#### [Testo di riferimento]
|---|

Nel caso di specie, la Commissione Tributaria Regionale della Puglia ha annullato avvisi di accertamento sintetico, ex art. 38 comma 4 D.P.R. n. 600/73, per Irpef anni 2007 e 2008, avendo ritenuto dimostrata la residenza fin dal 2006 nel Regno Unito, dove il contribuente svolgeva la propria attività lavorativa, pagando le relative imposte.
Ad avviso degli Ermellini il ricorso erariale è fondato.

|---|

#### [Compiti da svolgere]
1. Indica tutti gli anni menzionati nel testo sull'accertamento sintetico.
2. Prosegui il testo sull'accertamento sintetico a partire dal punto in cui si interrompe.
L'elenco riportato qui è materiale autonomo, distinto dal testo sull'accertamento sintetico.

|---|

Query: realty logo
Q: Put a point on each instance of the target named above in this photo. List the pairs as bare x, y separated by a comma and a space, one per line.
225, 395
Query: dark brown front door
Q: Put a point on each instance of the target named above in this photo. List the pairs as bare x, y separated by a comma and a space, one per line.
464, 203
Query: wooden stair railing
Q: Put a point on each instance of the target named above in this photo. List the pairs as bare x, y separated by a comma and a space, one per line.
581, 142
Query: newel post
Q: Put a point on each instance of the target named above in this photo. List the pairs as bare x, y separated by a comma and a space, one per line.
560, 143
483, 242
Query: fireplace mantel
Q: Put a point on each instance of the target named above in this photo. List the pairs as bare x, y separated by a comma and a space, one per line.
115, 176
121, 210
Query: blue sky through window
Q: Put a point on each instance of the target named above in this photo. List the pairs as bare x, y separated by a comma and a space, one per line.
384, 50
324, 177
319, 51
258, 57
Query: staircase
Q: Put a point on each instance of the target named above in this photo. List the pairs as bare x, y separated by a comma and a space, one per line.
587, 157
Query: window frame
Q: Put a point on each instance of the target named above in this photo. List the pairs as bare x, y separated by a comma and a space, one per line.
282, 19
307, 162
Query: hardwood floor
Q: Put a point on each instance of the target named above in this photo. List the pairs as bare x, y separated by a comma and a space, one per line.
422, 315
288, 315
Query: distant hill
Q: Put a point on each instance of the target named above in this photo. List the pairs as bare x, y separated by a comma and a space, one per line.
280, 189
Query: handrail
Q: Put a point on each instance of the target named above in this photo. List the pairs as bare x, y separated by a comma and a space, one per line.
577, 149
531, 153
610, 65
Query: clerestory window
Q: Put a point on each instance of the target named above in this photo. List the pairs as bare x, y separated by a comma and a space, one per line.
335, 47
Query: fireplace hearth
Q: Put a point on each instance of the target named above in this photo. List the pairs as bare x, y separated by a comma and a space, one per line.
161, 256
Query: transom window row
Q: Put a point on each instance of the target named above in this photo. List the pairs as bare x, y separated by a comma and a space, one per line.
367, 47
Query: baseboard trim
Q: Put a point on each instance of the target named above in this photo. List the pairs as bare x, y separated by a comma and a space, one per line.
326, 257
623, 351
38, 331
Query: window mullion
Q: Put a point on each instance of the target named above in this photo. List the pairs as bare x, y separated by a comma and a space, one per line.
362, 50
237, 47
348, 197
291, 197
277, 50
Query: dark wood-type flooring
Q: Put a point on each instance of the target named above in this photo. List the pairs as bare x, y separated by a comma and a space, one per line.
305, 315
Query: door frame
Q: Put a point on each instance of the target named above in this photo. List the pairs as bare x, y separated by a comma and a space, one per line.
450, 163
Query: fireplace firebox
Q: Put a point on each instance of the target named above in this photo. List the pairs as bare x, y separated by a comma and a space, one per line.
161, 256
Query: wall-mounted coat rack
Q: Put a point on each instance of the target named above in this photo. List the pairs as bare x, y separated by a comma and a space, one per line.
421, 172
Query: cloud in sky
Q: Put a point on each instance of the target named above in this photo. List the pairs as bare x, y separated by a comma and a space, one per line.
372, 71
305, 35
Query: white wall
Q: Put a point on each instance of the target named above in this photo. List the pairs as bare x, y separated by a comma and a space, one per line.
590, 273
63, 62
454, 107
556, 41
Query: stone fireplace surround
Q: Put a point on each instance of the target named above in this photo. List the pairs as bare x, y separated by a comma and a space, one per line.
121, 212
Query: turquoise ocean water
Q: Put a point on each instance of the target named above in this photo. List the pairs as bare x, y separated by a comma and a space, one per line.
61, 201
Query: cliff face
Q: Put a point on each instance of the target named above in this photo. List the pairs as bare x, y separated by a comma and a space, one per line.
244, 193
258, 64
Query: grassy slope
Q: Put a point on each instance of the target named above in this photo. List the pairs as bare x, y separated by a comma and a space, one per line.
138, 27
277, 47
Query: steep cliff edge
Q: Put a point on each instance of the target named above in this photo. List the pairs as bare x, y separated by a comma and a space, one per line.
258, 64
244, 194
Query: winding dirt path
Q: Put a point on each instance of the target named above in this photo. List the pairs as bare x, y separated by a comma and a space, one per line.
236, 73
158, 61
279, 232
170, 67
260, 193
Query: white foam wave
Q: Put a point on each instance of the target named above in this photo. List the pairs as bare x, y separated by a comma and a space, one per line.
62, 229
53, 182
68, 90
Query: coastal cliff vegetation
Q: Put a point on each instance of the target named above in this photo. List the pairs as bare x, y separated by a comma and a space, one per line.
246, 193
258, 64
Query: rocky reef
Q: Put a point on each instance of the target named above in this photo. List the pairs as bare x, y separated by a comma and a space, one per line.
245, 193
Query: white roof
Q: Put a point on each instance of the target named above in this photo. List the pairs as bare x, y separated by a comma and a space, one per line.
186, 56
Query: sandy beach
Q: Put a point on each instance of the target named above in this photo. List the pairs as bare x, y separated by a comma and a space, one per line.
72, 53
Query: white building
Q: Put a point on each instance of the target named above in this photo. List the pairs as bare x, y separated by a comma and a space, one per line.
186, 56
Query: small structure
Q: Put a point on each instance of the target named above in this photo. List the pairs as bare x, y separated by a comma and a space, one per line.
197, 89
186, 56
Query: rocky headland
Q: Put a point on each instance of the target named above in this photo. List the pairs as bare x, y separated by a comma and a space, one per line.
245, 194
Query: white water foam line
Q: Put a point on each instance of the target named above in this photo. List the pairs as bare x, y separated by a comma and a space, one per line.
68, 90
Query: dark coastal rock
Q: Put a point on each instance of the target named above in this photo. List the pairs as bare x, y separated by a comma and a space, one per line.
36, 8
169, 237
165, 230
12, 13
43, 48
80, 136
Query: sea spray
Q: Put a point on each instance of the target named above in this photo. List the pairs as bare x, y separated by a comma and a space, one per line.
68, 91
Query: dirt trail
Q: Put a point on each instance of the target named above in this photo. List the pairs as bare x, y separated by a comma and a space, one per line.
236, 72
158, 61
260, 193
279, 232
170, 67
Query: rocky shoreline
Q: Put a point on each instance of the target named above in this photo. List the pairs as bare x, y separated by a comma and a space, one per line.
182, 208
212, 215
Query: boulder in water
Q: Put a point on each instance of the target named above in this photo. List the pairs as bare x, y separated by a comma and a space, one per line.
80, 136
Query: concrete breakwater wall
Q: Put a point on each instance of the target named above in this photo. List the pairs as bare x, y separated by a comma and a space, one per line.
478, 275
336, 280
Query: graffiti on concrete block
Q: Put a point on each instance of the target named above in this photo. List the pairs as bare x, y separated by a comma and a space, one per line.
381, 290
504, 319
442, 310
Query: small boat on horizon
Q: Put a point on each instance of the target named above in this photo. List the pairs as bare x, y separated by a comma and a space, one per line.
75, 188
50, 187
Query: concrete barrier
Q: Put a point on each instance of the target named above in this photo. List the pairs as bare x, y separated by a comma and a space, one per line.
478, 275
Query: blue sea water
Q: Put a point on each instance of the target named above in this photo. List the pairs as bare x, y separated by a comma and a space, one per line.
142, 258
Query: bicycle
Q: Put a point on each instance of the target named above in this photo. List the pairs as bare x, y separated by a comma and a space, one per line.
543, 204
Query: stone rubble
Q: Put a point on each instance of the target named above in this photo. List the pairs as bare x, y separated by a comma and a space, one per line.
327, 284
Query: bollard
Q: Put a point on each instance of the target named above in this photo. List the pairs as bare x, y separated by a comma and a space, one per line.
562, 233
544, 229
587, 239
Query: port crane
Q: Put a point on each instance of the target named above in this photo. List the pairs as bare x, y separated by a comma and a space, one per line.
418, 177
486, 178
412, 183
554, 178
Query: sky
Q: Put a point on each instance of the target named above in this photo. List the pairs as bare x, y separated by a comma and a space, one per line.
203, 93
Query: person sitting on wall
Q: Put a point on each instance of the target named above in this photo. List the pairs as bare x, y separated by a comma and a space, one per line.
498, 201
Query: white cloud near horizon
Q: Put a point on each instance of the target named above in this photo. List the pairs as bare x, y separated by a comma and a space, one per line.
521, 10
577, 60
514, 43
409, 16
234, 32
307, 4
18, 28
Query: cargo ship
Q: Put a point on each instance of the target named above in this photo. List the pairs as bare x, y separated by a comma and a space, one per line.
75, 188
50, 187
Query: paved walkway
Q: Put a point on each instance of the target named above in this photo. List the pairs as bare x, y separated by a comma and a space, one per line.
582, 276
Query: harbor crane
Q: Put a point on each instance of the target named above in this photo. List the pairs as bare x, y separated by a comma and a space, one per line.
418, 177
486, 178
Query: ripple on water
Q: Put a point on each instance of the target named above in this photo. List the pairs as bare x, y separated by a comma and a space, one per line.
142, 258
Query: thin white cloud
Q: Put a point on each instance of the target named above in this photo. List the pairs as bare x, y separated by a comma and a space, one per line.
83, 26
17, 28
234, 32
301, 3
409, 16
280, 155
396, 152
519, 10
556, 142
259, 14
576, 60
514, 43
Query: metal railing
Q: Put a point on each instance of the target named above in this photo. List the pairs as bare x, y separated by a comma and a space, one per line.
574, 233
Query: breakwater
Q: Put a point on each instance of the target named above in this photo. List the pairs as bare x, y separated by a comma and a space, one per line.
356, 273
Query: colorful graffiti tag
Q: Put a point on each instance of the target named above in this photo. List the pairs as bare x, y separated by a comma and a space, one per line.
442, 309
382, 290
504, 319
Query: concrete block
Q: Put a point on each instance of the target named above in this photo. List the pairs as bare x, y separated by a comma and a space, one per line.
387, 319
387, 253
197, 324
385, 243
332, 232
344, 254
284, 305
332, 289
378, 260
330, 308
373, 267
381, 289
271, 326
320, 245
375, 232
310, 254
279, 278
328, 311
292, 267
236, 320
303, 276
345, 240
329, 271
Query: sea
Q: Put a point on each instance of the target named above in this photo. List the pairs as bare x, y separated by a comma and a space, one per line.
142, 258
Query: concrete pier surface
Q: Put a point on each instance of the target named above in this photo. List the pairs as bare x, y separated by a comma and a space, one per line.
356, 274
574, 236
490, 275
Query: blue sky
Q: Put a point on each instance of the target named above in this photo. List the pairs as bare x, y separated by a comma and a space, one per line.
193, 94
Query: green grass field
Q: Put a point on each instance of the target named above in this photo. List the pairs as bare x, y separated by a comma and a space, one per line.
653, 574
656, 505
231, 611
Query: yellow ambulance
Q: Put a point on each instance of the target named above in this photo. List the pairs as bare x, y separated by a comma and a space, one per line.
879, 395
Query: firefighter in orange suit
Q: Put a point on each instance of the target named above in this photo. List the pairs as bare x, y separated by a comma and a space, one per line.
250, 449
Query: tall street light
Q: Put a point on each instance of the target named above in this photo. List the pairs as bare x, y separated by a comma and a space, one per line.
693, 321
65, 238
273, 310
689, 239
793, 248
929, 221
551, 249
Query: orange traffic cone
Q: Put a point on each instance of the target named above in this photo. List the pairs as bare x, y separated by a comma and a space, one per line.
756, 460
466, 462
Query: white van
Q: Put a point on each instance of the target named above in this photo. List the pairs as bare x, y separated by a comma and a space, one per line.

|---|

#### [Risultati dell'esercizio]
1. 2006, 2007, 2008

2.
I soggetti residenti fiscalmente in Italia devono inserire nella propria dichiarazione anche i redditi esteri che ottengono durante il periodo d'imposta. Ai sensi dell’art. 3 del TUIR, «L'imposta si applica sul reddito complessivo del soggetto, formato per i residenti da tutti i redditi posseduti al netto degli oneri deducibili indicati nell'articolo 10 […] e per i non residenti soltanto da quelli prodotti nel territorio dello Stato». L’art. 2 del TUIR dispone che: «ai fini delle imposte sui redditi, si considerano residenti le persone che per la maggior parte del periodo d'imposta sono iscritte nelle Anagrafi della Popolazione Residente o hanno nel territorio dello Stato il domicilio o la residenza ai sensi del Codice Civile». In ragione di quanto indicato dalle norme citate, i soggetti residenti fiscalmente nel territorio dello Stato sono tassati per i redditi ovunque prodotti.